Lines of data
§

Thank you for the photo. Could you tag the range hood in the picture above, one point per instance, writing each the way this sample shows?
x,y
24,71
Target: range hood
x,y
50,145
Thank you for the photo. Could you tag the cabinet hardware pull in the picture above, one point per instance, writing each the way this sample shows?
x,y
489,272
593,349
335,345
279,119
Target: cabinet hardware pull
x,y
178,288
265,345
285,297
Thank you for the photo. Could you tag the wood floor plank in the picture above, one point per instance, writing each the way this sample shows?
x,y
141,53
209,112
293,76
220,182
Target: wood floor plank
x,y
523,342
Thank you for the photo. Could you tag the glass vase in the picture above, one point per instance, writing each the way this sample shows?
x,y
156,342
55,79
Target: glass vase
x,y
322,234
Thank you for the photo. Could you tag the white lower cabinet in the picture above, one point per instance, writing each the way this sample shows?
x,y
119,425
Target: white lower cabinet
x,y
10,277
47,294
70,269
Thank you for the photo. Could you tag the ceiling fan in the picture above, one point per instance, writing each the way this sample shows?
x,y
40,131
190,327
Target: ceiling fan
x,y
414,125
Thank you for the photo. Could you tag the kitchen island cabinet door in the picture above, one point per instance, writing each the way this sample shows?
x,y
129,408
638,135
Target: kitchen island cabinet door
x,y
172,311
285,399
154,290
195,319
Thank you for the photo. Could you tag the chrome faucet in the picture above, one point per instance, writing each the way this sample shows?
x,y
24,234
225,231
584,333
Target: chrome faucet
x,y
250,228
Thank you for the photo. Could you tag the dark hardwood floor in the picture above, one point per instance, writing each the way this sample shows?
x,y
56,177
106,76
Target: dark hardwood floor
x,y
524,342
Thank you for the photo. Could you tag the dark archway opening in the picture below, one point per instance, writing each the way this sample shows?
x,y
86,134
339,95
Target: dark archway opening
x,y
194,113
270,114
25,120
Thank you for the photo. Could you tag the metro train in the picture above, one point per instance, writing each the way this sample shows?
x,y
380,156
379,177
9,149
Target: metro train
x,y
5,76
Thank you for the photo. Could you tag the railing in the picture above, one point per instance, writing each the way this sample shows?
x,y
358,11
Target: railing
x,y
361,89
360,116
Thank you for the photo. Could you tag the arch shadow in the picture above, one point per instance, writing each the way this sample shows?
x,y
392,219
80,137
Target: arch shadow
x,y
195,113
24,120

§

WRITTEN TASK: Quote every line of the data, word for word.

RESPONSE TO THIS EXERCISE:
Thank you for the photo. Could you tag the range hood in the picture above, one point per instance, writing each the way this sample shows?
x,y
24,71
Target: range hood
x,y
50,145
Thank you for the photo. Could you tag the cabinet hardware pull in the picture above, one point per instance, writing each the way this sample shows?
x,y
489,272
593,349
335,345
279,119
Target: cabinet hardware pull
x,y
178,288
265,345
285,297
Thank you for the photo. Could you tag the wood floor plank in the picture above, one point per instance, writing each the way this sample shows?
x,y
141,53
209,112
293,76
220,182
Target: wood floor plank
x,y
523,342
Thank you for the photo. Could you tag the glass vase in the picture above, one point per instance, writing each the way this sample shows?
x,y
156,342
55,79
Target: glass vase
x,y
322,234
Thank you for the photo. Could you tag the white lower cabinet in the picture above, one point per instance, writing each the way this sample shows?
x,y
119,425
Target: white lower cabinet
x,y
10,277
47,294
70,269
Thank you for the photo. Could you tag the ceiling fan in the picture above, one point per instance, writing each the way this sample shows?
x,y
40,131
190,327
Target: ceiling fan
x,y
414,125
Thank you for the photo. Could you tag the kitchen island cabinet door in the picture above, one point per instance, writing each the way this sample shows?
x,y
129,408
638,135
Target: kitchen island cabinet door
x,y
172,311
285,399
154,290
195,319
Thank you for the photo. Could you tag the chrome faucet in the picture above, one point per instance, writing each the way this sample shows?
x,y
24,234
225,231
584,333
Target: chrome faucet
x,y
250,228
Thank you for the photo. Could you tag the dark hardwood floor in the picture above, one point per instance, writing each the way this sample shows?
x,y
56,177
106,76
Target: dark hardwood floor
x,y
524,342
Thank you for the photo. Could you tag the dark archway opening in the picture below, one point per instance, writing each the way this sample shows?
x,y
86,134
339,95
Target: dark archway opening
x,y
194,113
270,114
25,120
Thank you for the photo. Could you tag the metro train in the picture above, one point per instance, writing each the way this sample shows?
x,y
380,156
379,177
9,149
Target: metro train
x,y
5,76
Thank you for the photo. Could you tag the railing in the picture above, one point per instance, writing each the way this sample shows?
x,y
358,11
Target: railing
x,y
361,89
360,116
Thank you for the photo. Could you tag the arch shadow in the picture above, one point per instance, writing each the way this sample shows?
x,y
392,219
80,137
Target: arch shadow
x,y
195,113
24,120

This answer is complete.